- [PROBLEM]: Write the next part of the text below on ArenaRL's benchmark results and its use at Amap, starting right after its final sentence.

DOCUMENT SEGMENT START

To support the reproduction of the ArenaRL training pipeline, we have released the Test Sets and the RL Training Sets (Prompts) for these benchmarks:
| Dataset | Domain | RL Training Set | Test Set |
|---|---|---|---|
| Open-Travel | Complex Travel Planning | 1,626 | 250 |
| Open-DeepResearch | Deep Info Retrieval | 2,216 | 100 |
| Total | 3,842 | 350 |
Experimental Results
We conducted extensive evaluations on Open-Travel, Open-DeepResearch, and general writing tasks. As shown below, ArenaRL achieves significant performance advantages over SFT baselines and traditional RL methods like GRPO and GSPO:
| Method | Open-Travel | Open-DeepResearch | General Writing |
|---|---|---|---|
| Closed-source Models | |||
| GPT-4o | 2.6 | 12.2 | 76.0 |
| Grok-4 | 16.8 | 34.8 | 84.7 |
| Gemini-2.5-pro | 10.6 | 28.3 | 85.4 |
| Claude-3.7-Sonnet | 31.6 | 19.1 | 76.6 |
| Fine-tuning & RL | |||
| SFT | 16.4 | 16.7 | 72.1 |
| GRPO | 16.4 | 25.2 | 73.6 |
| GSPO | 17.2 | 25.2 | 73.0 |
| ArenaRL (Ours) | 41.8 | 64.3 | 80.3 |
Analysis:
Complex Planning (Open‑Travel): In tasks involving vague intents and multi‑dimensional constraints, ArenaRL achieved a significant performance boost compared to SFT and traditional RL. This demonstrates that the tournament mechanism effectively incentivizes the model to escape local optima and explore superior planning strategies.
Long‑Horizon Tasks (Open‑DeepResearch): Traditional RL methods often produce unusable outputs due to “length bias” in long‑context tasks. ArenaRL improved the Valid Generation Rate to ~99%, effectively solving the instruction‑following challenge in long‑text scenarios.
General Writing: On three major general writing benchmarks, ArenaRL also performed exceptionally well, proving that the method possesses strong generalization capabilities beyond tool‑use agents.
Real‑World Application: Amap (Gaode Map)
ArenaRL has not only excelled in academic benchmarks but has also been successfully validated in Amap’s real‑world business scenarios. We evaluated it across two dimensions: Deterministic Search and Open‑Ended Planning.

DOCUMENT SEGMENT END
DATASET RECORDS START

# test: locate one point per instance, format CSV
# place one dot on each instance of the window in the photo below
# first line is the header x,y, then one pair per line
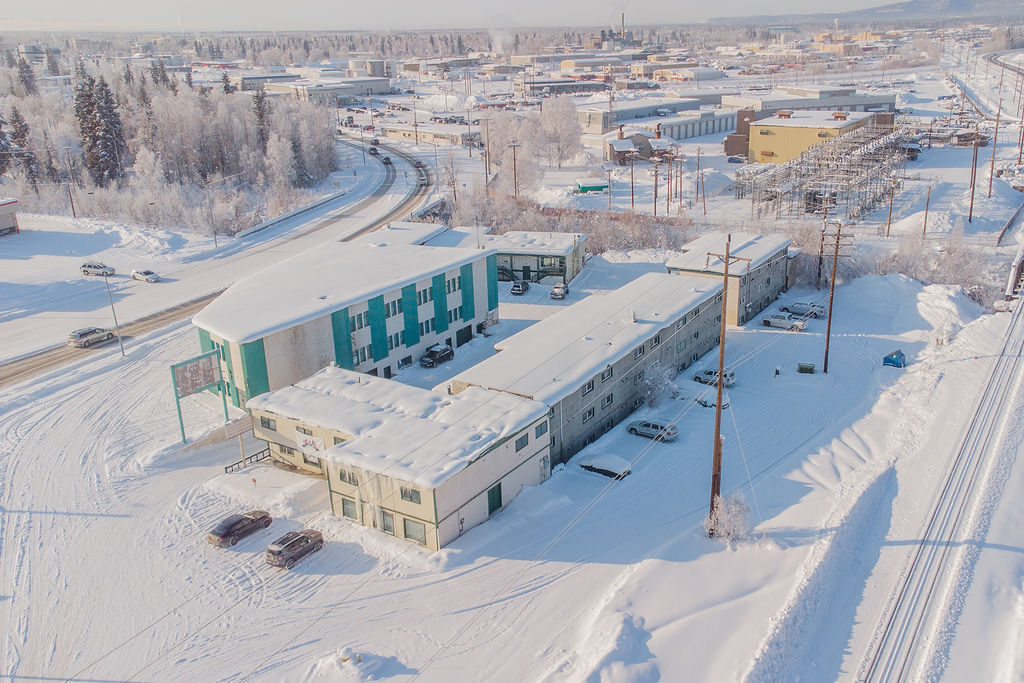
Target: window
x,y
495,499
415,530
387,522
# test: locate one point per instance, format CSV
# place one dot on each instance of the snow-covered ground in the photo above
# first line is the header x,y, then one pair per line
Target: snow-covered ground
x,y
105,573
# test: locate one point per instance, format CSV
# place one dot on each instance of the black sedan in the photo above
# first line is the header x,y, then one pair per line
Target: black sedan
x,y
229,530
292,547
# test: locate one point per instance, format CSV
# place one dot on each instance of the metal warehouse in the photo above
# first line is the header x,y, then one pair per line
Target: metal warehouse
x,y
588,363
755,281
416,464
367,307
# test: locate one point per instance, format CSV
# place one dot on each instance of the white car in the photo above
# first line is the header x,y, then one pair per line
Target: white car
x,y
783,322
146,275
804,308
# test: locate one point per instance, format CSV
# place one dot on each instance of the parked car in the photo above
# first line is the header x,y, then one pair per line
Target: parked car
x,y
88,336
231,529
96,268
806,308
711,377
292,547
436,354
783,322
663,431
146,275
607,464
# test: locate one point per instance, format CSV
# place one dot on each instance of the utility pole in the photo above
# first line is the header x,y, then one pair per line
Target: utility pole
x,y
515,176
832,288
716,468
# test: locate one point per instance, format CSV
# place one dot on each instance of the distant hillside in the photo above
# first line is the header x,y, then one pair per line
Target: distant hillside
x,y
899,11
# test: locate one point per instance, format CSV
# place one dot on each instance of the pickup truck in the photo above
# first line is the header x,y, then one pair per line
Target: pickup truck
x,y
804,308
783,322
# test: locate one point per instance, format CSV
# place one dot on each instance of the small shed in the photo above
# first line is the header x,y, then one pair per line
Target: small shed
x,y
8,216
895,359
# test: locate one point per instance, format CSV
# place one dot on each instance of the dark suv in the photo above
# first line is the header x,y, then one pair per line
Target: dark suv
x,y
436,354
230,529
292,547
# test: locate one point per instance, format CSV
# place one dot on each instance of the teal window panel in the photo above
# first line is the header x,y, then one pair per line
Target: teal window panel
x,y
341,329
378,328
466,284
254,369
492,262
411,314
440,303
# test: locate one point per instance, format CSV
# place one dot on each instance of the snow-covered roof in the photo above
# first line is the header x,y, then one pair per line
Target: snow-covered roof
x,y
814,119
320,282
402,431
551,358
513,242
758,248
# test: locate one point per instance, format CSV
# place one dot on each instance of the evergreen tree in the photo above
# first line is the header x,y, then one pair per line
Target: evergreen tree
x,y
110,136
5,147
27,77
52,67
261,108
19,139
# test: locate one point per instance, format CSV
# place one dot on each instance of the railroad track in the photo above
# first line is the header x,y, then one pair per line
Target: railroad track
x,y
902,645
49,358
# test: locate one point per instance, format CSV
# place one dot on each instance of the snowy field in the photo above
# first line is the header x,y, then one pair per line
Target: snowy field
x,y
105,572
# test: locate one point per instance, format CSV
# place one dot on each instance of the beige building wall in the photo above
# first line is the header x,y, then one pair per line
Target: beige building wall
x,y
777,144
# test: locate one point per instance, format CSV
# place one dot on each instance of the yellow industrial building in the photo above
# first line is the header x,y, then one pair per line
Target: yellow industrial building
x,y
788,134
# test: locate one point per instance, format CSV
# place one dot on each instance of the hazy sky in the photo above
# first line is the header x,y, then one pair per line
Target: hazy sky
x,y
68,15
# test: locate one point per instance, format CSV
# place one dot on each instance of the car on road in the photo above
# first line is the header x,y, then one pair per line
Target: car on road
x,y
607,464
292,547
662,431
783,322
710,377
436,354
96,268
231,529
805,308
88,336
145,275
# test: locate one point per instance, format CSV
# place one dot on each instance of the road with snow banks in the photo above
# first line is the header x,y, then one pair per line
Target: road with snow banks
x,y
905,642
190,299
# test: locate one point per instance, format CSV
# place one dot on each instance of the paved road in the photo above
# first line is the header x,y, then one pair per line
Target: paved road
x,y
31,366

DATASET RECORDS END
DATASET RECORDS START

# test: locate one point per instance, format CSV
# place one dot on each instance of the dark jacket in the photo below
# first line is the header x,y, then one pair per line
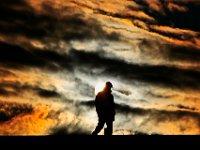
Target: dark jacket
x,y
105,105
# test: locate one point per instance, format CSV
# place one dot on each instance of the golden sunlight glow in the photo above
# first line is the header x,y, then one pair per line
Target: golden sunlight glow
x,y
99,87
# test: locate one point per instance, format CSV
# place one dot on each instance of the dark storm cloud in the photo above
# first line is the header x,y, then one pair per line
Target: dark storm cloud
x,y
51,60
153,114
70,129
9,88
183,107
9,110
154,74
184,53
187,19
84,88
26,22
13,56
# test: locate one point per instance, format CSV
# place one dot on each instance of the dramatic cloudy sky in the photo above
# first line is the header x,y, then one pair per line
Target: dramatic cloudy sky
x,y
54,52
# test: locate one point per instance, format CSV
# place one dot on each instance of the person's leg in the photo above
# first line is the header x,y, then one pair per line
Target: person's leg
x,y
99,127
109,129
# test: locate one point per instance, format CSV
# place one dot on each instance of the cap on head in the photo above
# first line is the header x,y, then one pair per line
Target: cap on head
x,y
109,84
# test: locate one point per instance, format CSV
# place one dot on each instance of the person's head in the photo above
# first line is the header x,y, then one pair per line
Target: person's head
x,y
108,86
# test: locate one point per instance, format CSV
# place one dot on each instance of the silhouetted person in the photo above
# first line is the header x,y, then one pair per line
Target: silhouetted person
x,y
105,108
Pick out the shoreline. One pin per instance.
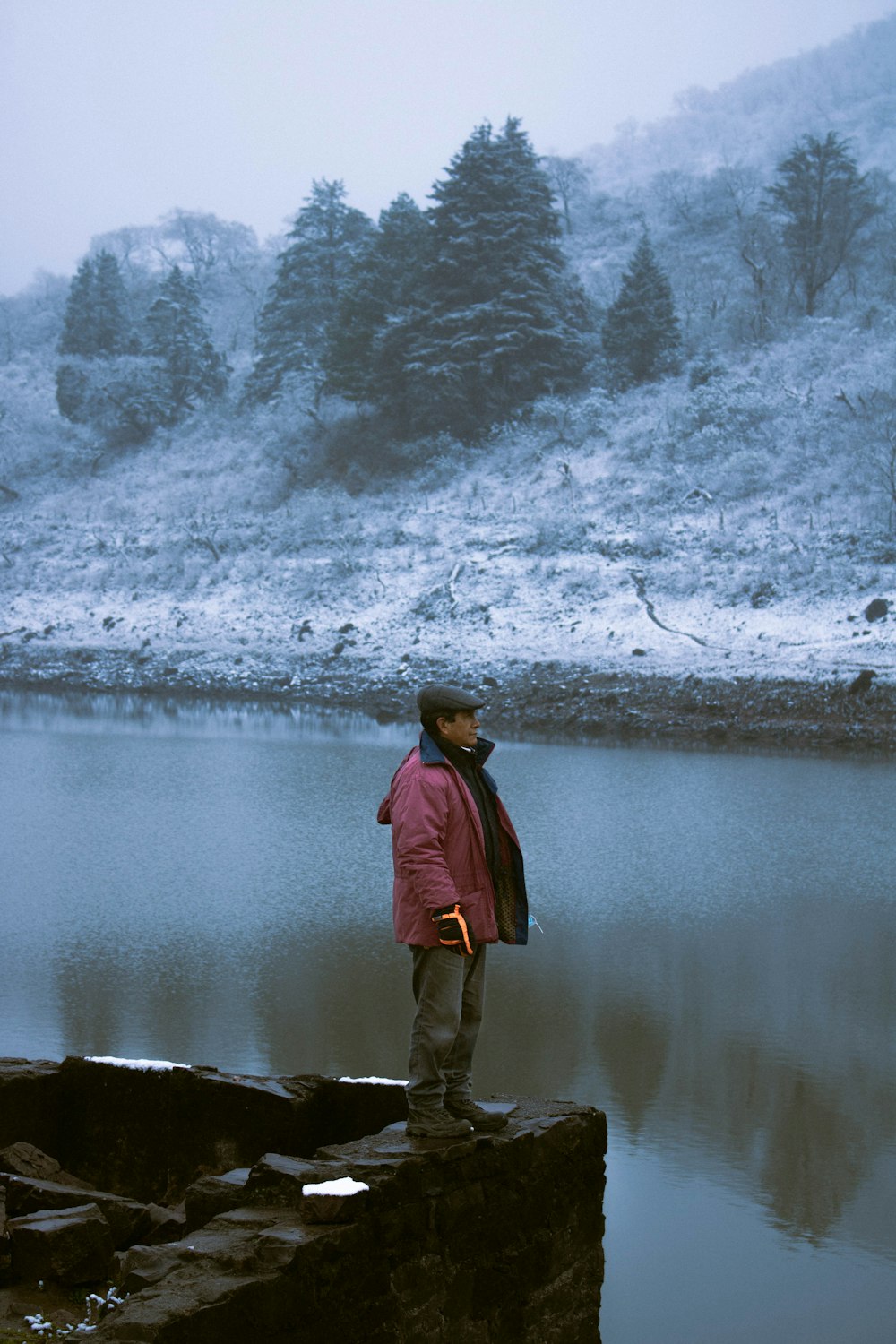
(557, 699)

DATASET RECORDS END
DATASET RECORDS START

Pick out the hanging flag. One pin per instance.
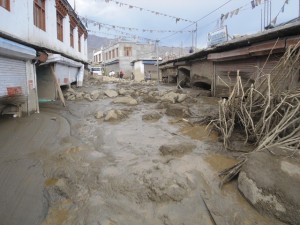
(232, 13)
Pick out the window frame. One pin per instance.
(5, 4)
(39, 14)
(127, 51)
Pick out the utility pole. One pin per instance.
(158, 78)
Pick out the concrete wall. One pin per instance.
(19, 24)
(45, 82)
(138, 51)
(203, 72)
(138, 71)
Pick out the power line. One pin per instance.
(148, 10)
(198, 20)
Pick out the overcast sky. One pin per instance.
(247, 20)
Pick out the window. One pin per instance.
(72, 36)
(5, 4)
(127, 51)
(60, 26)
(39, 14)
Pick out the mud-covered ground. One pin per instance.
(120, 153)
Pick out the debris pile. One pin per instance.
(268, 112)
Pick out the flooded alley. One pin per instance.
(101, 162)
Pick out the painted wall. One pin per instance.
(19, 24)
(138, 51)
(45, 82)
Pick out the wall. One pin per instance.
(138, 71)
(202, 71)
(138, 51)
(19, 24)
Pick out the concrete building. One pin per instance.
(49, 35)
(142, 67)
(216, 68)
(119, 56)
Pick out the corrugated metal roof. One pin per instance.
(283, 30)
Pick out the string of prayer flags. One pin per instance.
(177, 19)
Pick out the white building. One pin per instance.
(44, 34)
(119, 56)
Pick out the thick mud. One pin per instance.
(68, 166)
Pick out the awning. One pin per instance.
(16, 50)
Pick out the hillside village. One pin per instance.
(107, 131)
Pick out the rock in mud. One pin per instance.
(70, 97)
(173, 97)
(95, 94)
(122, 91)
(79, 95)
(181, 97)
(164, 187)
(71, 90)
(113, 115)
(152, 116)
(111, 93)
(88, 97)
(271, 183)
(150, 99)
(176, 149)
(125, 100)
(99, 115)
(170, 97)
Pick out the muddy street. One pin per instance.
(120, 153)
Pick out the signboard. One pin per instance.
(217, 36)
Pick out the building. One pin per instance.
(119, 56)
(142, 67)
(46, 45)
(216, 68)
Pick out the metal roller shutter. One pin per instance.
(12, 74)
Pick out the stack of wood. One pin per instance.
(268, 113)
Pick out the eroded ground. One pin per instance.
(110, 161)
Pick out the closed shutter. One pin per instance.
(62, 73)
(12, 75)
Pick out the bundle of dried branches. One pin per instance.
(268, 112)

DATASET RECORDS END

- [REPLY TO THE EXERCISE]:
Deterministic POI Search: In POI search tasks defined by explicit rules and intense competition, ArenaRL demonstrated extreme adaptability to rigid constraints. Compared to the baseline, search accuracy improved by 75% to 83%. This proves that even in deterministic settings, the tournament mechanism can keenly capture subtle quality differences, pushing performance beyond existing bottlenecks.
Complex Open‑Ended Planning: Addressing multi‑step reasoning tasks—such as “Find a quiet bar near the Bund with a river‑view terrace for a date” or “Inter‑city travel with luggage and time constraints”—the core business metric rose from 69% to 80%. The model exhibited stronger logical consistency, effectively handling vague user intents and making optimal trade‑offs between multiple constraints (time, cost, preference), significantly enhancing user satisfaction in complex tail scenarios.
System Architecture & Ecosystem
To empower the developer community, we have simultaneously open‑sourced the RL training/test data and the qqr training framework. qqr is a lightweight, non‑intrusive extension library built on slime, designed specifically for open‑ended agent training.
ArenaRL Algorithm: Full implementation of the core algorithms described in the paper. It includes built‑in topologies for Anchor‑Based, Round‑Robin, Swiss‑System, Double‑Elimination, and Seeded Single‑Elimination tournaments.
Designed for Open‑Ended Agents: Specifically engineered to tackle discriminative collapse in complex, open‑ended tasks, ensuring continuous policy improvement via relative ranking even when reward model scores stagnate.
MCP Support: Seamlessly integration with the MCP standardizes the decoupling of LLM inference and tool environments. Developers can reuse existing MCP Servers as training environments without rewriting interfaces.
High‑Performance Training: Built on top of
slimeto deliver high‑throughput, distributed rollout generation and training for large‑scale agent evolution.
We hope ArenaRL provides the community with a practical methodology for agent evolution, propelling us from Imitation Learning toward a broader era of Self‑Evolution.